Everything from the line that contains "the car tire" through the final line of the records should be written out exactly, and nothing outside that span.

Part of a data file:
────────────────────────────────────────

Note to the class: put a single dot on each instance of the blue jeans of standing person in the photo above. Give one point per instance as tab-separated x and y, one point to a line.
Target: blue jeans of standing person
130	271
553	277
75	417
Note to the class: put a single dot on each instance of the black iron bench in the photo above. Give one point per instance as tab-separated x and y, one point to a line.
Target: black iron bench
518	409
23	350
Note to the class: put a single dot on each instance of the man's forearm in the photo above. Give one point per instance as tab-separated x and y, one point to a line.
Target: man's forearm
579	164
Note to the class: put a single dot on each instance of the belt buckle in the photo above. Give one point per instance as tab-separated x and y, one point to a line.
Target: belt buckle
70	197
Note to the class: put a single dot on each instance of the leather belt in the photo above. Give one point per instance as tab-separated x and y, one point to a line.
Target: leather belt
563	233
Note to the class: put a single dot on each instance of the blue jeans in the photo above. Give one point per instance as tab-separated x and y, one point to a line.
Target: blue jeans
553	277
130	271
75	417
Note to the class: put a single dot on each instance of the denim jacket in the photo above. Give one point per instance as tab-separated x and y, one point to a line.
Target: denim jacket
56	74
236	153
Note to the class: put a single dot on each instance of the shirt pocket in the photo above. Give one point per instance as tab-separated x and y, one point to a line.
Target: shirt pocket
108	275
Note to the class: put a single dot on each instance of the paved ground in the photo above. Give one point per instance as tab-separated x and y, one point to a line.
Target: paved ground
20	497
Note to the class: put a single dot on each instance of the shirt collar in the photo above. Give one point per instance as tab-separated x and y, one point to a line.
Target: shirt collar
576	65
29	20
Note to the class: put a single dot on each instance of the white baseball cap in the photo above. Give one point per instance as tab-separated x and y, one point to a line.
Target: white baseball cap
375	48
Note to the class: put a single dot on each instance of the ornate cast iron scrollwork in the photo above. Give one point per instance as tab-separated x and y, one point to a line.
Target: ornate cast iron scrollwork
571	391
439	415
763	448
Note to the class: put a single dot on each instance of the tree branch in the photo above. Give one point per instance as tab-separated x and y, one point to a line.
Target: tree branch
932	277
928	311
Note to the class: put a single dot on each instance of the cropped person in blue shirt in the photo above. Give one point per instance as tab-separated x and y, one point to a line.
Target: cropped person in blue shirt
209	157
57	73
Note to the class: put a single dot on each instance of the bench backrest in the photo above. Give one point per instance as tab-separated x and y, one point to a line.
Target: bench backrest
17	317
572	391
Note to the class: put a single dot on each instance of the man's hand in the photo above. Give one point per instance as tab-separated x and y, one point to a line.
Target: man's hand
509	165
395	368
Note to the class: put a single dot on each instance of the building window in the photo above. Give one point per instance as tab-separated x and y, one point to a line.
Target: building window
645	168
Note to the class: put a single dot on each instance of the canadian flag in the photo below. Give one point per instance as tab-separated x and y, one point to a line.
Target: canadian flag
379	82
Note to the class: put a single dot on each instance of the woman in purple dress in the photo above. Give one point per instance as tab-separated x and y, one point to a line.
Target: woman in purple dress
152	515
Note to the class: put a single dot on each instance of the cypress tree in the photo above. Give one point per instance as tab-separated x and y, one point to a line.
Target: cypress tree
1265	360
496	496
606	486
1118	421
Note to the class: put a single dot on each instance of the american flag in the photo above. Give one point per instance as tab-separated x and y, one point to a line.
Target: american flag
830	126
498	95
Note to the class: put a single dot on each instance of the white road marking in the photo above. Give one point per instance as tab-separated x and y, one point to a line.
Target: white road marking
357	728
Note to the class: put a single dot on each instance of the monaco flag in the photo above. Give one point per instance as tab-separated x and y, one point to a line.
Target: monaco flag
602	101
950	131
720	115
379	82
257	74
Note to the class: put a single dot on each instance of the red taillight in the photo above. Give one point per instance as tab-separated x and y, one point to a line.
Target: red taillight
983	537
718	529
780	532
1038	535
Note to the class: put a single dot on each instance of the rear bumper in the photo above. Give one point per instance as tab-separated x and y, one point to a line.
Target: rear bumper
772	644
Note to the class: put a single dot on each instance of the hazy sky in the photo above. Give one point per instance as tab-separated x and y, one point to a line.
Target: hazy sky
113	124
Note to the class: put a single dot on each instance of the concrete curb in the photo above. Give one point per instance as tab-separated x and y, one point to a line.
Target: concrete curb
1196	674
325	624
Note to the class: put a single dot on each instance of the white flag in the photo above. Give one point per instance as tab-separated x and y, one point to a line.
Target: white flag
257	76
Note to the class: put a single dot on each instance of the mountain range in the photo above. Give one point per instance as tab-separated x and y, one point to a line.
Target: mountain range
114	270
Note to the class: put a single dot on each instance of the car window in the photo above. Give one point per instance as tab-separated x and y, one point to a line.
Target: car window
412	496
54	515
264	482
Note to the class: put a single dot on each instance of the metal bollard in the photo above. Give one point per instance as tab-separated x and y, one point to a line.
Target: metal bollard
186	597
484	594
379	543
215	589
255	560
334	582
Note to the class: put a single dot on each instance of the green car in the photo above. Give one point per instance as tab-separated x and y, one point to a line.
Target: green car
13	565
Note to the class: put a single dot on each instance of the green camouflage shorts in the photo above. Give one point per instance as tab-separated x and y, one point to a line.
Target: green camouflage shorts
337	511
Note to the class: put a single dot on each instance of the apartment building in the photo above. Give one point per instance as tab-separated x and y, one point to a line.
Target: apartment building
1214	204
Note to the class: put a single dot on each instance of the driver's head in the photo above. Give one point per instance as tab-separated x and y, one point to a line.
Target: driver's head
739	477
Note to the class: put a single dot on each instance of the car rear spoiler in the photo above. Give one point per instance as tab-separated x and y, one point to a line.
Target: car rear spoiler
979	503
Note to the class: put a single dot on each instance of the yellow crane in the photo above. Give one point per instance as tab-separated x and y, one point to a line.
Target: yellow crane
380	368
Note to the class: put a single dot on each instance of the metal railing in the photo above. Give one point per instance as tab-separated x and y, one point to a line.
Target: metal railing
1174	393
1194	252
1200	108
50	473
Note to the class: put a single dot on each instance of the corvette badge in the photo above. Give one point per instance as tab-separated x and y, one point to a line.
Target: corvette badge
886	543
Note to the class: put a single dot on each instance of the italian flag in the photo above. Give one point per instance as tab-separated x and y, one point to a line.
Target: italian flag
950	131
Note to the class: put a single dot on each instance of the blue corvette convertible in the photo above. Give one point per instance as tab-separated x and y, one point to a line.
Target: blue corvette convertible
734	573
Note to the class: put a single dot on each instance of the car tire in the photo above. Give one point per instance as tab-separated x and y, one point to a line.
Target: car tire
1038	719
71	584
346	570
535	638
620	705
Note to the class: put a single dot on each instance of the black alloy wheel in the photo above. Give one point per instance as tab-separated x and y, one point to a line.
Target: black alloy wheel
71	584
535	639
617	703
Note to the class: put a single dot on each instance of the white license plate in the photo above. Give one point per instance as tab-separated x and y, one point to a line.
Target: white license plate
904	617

────────────────────────────────────────

▸ Written solution:
Note to the class: put a single dot on each instance of the car tire in the photo above. Give one point per instance as tab-separated x and y, one point to a line.
Target: car tire
1038	719
71	584
346	570
535	638
620	705
Note to the class: put a single dot on each instance of the black alloy wheel in the photo above. Give one point per instance as tab-separated x and y, one point to a line.
Target: black alloy wheel
71	584
535	639
617	703
Note to the class: put a single dot on each instance of the white license plate in the photo above. Give one point per instance as tab-separated x and y, one point to a line.
Target: white license plate
904	617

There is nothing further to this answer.